Top of Data shown

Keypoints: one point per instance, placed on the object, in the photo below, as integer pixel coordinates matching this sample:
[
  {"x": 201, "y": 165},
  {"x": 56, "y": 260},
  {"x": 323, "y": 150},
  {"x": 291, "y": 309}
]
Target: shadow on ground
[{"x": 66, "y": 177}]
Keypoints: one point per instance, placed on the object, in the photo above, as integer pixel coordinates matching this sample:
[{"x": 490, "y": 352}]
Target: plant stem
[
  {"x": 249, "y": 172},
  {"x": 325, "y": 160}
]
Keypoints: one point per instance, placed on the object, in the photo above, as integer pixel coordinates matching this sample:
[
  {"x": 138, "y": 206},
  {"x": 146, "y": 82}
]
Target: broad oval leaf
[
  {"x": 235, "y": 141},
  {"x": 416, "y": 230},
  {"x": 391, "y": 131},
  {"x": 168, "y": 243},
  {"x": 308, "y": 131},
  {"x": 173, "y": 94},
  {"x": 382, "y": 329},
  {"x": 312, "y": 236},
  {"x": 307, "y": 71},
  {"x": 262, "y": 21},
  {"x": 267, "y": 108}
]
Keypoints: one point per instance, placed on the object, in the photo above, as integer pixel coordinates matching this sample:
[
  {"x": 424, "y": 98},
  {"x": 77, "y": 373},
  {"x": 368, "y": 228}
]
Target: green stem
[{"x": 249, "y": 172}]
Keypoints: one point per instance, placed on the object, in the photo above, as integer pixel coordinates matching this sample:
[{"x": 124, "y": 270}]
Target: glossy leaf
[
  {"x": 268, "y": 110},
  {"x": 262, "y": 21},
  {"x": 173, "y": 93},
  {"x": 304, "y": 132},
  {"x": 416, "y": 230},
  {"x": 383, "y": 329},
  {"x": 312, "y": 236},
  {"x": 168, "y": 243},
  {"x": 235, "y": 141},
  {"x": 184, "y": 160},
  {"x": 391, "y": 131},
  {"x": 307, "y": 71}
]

Bottom of Data shown

Exercise
Above are the entries; give them back verbatim.

Output
Keypoints: one point per instance, placed on the object, in the photo below, as integer pixel coordinates matching this sample:
[
  {"x": 201, "y": 165},
  {"x": 56, "y": 260},
  {"x": 323, "y": 150},
  {"x": 291, "y": 309}
]
Target: shadow on ground
[{"x": 66, "y": 177}]
Keypoints: one point per instance, placed on the object, in the photo above, as integer pixel coordinates matching this sample:
[{"x": 490, "y": 352}]
Target: plant stem
[
  {"x": 249, "y": 172},
  {"x": 325, "y": 160}
]
Keypoints: one point per instance, placed on the object, in the photo above, as integer pixel coordinates matching this sample:
[
  {"x": 138, "y": 206},
  {"x": 146, "y": 82}
]
Target: broad oval leaf
[
  {"x": 235, "y": 141},
  {"x": 416, "y": 230},
  {"x": 391, "y": 131},
  {"x": 168, "y": 243},
  {"x": 308, "y": 131},
  {"x": 173, "y": 94},
  {"x": 382, "y": 329},
  {"x": 312, "y": 236},
  {"x": 307, "y": 71},
  {"x": 262, "y": 21},
  {"x": 267, "y": 108}
]
Keypoints: one point per instance, placed on the object, in the photo above, as integer pixel coordinates matching this sample:
[
  {"x": 424, "y": 98},
  {"x": 77, "y": 373},
  {"x": 368, "y": 228}
]
Target: green stem
[{"x": 249, "y": 172}]
Keypoints: one point per instance, placed on the object, in the photo above, as integer pixel coordinates matching this sample:
[{"x": 124, "y": 270}]
Target: glossy leaf
[
  {"x": 268, "y": 110},
  {"x": 262, "y": 21},
  {"x": 173, "y": 93},
  {"x": 304, "y": 132},
  {"x": 416, "y": 230},
  {"x": 383, "y": 329},
  {"x": 312, "y": 236},
  {"x": 168, "y": 243},
  {"x": 235, "y": 141},
  {"x": 184, "y": 160},
  {"x": 391, "y": 131},
  {"x": 307, "y": 71}
]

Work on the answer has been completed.